▸ Aufgabenstellung a:
Prüfen Sie, ob die folgenden Aussagen mit dem Textauszug über DomReady übereinstimmen: (i) onload feuert erst, wenn auch externe Objekte wie Bilder und Stylesheets geladen wurden. (ii) FipsTheThief hat für seine Frage einen neuen Thread eröffnet. (iii) Der IE kennt das Event DOMContentLoaded. Antworten Sie jeweils mit Ja oder Nein und zitieren Sie die ausschlaggebenden Worte des Textauszugs wörtlich.

▸ Textauszug:
****************
Kann mir villeicht jemand die  Vor und Nachteile zwischen "normalen Events" wie onClick und  der DomReady funktion erklären?
Bei mir blockiert sich mit DomReady der code selbst.....darum frage ich mal!?

Gruss Binz


----------



## Sven Mintel (26. Mai 2008)

onDomReady ist zu vergleichen mit onload, nur mit dem Unterschied, dass onload feuert, wenn das komplette Dokument inklusive aller "externen" Objekte wie Bilder, Stylesheets, Skripte, <object>'s etc. geladen wurde.

onDomReady feuert, wenn die DOM-Struktur des Dokumentes gelesen wurde, also das, was man im Quelltext sieht...ohne die externen Quellen.


----------



## FipsTheThief (27. Mai 2008)

Ich will auch gleich mal eine Frage bezüglich domready stellen , einen neuen Thread wollte ich nun nicht extra aufmachen da es ja das selbe Thema ist in gewisser Weise man verzeihe mir.

Also ich hab mir damals ein JS Import Script gebastelt welches auf die selbe Funktionsweise ging , wenn der Inhalt geladen ist führe es aus.

Nun aber der feine Unterschied , alle Browser ausser dem IE haben den Event DOMContentLoaded gut beim Safari bin ich mir nun nicht sicher.
****************
(Gespeicherte Daten)
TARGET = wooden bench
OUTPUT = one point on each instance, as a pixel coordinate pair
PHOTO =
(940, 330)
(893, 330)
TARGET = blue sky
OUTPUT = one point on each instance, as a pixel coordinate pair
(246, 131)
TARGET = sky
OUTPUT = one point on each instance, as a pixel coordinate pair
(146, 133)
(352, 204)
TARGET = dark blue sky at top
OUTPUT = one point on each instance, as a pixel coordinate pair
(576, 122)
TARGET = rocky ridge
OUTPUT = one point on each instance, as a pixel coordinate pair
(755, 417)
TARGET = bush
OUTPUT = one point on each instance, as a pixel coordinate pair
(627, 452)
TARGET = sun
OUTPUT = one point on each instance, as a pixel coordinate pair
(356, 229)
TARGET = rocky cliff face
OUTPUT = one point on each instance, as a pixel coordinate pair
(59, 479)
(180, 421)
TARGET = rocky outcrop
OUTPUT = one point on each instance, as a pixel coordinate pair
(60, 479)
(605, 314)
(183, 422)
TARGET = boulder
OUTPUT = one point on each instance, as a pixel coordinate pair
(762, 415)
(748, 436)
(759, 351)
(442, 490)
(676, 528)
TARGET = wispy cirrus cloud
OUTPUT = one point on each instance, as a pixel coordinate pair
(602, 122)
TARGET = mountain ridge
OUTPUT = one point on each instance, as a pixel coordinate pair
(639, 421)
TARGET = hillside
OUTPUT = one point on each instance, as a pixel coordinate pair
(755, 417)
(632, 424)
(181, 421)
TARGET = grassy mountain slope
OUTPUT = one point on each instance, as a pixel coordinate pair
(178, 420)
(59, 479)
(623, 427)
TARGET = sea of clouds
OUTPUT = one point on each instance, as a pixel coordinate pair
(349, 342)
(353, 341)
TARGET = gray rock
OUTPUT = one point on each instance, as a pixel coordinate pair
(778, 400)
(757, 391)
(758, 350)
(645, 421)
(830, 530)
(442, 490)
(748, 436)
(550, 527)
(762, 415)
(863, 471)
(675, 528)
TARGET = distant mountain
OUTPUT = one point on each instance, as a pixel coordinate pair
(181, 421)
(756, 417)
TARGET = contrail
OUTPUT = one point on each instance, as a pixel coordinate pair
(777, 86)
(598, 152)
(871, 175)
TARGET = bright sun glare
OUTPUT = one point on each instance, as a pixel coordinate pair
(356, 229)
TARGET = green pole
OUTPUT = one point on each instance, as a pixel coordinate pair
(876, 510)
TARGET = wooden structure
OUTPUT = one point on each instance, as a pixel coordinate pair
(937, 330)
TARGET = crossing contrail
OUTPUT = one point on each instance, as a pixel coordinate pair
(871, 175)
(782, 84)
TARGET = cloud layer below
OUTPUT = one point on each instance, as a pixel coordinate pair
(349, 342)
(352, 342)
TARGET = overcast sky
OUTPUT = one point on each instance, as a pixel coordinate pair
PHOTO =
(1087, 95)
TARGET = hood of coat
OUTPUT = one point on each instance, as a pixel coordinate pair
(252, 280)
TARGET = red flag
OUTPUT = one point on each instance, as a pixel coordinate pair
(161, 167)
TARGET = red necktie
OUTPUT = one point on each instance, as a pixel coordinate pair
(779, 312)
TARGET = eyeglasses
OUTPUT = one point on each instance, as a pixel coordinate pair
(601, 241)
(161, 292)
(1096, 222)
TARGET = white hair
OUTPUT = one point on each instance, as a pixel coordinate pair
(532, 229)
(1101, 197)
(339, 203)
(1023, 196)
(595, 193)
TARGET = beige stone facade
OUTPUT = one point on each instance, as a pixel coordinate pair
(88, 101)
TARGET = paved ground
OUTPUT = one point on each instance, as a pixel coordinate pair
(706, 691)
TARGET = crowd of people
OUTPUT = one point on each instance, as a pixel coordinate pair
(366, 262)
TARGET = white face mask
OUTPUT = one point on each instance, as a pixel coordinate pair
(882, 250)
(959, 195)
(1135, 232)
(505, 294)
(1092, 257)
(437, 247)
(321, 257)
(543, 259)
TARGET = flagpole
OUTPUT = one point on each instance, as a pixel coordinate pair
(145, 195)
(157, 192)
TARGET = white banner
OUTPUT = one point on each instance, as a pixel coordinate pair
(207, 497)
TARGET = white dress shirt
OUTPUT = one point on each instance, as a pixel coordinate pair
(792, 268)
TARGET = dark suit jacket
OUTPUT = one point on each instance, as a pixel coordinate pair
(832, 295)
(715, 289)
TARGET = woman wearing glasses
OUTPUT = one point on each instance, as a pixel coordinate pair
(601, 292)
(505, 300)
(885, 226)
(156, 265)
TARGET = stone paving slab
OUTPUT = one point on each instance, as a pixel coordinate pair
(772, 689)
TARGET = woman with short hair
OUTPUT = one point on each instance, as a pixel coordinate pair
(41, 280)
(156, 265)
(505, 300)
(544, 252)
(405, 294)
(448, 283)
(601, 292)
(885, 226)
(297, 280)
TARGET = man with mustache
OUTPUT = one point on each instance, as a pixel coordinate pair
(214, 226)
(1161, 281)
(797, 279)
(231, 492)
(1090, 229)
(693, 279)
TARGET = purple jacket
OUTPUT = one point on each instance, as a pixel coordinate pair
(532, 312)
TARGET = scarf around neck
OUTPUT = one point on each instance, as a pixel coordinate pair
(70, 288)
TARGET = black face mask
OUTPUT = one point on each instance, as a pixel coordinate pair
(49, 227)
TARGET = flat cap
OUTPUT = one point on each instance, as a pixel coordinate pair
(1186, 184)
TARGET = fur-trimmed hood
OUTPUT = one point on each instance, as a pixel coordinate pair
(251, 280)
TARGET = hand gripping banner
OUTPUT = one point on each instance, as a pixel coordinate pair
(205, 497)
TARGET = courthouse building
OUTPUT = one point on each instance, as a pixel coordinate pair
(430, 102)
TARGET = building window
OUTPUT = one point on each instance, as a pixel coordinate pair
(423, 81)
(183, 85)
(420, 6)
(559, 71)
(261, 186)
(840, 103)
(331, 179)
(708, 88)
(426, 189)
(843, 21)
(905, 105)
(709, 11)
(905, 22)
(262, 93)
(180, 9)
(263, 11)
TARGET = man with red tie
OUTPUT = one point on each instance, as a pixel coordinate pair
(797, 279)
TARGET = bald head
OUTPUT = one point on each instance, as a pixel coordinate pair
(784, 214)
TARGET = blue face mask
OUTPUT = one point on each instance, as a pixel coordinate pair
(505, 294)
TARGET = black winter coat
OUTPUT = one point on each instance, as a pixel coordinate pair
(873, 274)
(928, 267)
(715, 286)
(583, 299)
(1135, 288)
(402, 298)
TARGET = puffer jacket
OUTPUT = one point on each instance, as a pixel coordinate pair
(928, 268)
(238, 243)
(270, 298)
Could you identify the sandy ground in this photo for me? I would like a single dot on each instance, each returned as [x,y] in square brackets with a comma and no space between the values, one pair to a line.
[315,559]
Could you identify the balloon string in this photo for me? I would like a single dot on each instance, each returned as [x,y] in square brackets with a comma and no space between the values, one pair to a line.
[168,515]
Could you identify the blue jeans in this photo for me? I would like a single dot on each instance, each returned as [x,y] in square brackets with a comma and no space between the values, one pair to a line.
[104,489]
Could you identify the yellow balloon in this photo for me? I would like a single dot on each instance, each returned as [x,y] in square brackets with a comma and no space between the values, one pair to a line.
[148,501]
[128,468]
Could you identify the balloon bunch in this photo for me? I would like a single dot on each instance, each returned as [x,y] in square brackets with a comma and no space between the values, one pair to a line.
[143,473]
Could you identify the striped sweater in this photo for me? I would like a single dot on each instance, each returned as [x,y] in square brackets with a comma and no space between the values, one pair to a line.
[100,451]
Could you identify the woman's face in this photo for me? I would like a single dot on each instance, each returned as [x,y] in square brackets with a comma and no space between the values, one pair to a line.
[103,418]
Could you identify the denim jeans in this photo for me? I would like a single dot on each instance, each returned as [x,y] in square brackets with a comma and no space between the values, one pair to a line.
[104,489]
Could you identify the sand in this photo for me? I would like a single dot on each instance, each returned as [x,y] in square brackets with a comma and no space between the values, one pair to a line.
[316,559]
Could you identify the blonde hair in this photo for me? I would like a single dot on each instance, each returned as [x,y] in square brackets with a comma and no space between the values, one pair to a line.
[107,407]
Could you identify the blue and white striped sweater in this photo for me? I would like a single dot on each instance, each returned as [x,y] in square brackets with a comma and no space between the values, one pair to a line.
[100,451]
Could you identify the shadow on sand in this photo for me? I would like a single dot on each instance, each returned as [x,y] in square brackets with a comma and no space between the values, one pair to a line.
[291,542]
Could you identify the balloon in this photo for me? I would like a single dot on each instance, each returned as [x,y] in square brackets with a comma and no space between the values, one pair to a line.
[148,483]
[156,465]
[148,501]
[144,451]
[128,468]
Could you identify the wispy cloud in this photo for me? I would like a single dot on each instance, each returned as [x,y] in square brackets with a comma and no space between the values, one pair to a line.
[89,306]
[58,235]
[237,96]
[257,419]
****************
▸ Aufgabenstellung b:
Schreiben Sie aus der Auflistung der gespeicherten Daten die Zeilen ab der Zeile mit „Could you identify the sand in“ bis zum Ende der Auflistung neu. Ersetzen Sie dabei „single dot“ durch „single point“, und lassen Sie alles Übrige unverändert.

▸ Vollständige Antwort a:
(i) Ja: „onload feuert, wenn das komplette Dokument inklusive aller "externen" Objekte wie Bilder, Stylesheets, Skripte, <object>'s etc. geladen wurde"
(ii) Nein: „einen neuen Thread wollte ich nun nicht extra aufmachen"
(iii) Nein: „alle Browser ausser dem IE haben den Event DOMContentLoaded"

▸ Vollständige Antwort b:
Could you identify the sand in this photo for me? I would like a single point on each instance, each returned as [x,y] in square brackets with a comma and no space between the values, one pair to a line.
[316,559]
Could you identify the blonde hair in this photo for me? I would like a single point on each instance, each returned as [x,y] in square brackets with a comma and no space between the values, one pair to a line.
[107,407]
Could you identify the blue and white striped sweater in this photo for me? I would like a single point on each instance, each returned as [x,y] in square brackets with a comma and no space between the values, one pair to a line.
[100,451]
Could you identify the shadow on sand in this photo for me? I would like a single point on each instance, each returned as [x,y] in square brackets with a comma and no space between the values, one pair to a line.
[291,542]
Could you identify the balloon in this photo for me? I would like a single point on each instance, each returned as [x,y] in square brackets with a comma and no space between the values, one pair to a line.
[148,483]
[156,465]
[148,501]
[144,451]
[128,468]
Could you identify the wispy cloud in this photo for me? I would like a single point on each instance, each returned as [x,y] in square brackets with a comma and no space between the values, one pair to a line.
[89,306]
[58,235]
[237,96]
[257,419]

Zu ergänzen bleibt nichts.